任务说明 ▸ 数一数下面各行中有几行含有字符串“window”，只写出这个数。
---------- 本题输入
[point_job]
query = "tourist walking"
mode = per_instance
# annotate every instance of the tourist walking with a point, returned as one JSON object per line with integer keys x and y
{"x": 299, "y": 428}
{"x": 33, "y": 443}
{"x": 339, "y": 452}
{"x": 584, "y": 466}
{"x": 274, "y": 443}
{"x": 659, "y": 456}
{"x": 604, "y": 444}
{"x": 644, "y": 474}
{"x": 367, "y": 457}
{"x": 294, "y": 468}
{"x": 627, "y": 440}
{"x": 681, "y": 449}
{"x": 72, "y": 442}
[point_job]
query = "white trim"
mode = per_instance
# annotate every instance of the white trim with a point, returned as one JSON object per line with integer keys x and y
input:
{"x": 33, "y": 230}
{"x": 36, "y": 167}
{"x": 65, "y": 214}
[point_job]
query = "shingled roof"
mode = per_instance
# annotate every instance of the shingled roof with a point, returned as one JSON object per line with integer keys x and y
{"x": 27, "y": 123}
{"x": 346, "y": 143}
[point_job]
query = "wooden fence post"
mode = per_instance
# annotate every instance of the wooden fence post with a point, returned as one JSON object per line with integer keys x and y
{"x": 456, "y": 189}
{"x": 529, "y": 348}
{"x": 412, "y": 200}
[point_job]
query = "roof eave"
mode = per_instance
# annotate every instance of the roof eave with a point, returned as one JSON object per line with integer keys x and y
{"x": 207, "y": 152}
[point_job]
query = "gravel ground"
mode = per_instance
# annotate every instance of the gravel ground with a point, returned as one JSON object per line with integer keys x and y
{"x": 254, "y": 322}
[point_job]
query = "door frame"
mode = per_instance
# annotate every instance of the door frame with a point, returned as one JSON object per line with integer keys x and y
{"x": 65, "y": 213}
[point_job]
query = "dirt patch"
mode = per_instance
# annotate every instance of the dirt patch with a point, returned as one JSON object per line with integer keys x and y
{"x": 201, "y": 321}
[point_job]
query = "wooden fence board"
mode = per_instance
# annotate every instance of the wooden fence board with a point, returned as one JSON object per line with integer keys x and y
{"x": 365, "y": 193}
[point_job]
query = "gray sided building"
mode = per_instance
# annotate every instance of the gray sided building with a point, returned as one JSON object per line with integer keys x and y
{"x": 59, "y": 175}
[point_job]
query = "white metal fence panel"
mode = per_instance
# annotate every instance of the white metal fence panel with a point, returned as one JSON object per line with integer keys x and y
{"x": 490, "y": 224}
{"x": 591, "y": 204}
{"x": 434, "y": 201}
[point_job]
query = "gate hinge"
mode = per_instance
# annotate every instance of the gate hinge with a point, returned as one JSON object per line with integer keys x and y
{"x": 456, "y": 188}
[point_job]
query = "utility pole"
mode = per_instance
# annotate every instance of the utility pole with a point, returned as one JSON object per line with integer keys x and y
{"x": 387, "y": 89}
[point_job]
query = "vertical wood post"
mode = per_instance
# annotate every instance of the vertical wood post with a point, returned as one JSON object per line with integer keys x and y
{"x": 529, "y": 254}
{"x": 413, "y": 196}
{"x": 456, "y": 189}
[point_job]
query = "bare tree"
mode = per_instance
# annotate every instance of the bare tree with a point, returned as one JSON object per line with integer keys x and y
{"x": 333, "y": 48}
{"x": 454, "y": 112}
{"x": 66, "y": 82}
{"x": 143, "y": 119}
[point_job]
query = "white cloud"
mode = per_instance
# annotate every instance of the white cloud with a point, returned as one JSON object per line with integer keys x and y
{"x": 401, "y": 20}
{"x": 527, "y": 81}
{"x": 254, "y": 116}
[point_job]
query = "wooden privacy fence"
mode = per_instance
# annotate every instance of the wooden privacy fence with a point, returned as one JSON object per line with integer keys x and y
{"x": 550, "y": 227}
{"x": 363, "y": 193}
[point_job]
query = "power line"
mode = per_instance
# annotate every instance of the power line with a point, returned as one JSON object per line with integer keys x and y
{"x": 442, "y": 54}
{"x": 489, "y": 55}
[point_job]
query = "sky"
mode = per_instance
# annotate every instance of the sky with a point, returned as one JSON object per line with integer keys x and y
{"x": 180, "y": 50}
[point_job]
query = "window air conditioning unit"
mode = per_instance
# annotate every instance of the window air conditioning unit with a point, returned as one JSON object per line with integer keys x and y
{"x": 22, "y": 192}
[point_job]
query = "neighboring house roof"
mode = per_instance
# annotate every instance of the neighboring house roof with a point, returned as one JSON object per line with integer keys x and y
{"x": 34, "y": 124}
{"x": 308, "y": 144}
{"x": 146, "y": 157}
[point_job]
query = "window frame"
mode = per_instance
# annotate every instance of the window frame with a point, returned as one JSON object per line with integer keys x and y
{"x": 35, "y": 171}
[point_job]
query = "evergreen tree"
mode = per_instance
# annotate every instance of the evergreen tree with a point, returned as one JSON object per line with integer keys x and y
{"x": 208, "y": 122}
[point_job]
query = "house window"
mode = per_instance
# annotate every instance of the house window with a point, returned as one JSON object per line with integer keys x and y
--------------------
完整输出 ▸ 6